[[ Material for the task, beginning ]]
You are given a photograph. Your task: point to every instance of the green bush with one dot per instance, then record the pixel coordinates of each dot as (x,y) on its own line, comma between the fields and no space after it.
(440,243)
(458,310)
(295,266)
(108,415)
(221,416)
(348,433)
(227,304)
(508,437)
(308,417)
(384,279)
[[ Material for the task, end ]]
Work request => Take the entries and print them exactly. Keep every line.

Problem solution =>
You are given a photograph. Your task: point to every instance of the green bush with one dot per instance, then record the pixel coordinates of each dot as (x,y) on its own line, comma between the fields and no space after it.
(440,243)
(458,310)
(295,266)
(108,415)
(221,416)
(348,433)
(227,304)
(508,437)
(308,417)
(384,279)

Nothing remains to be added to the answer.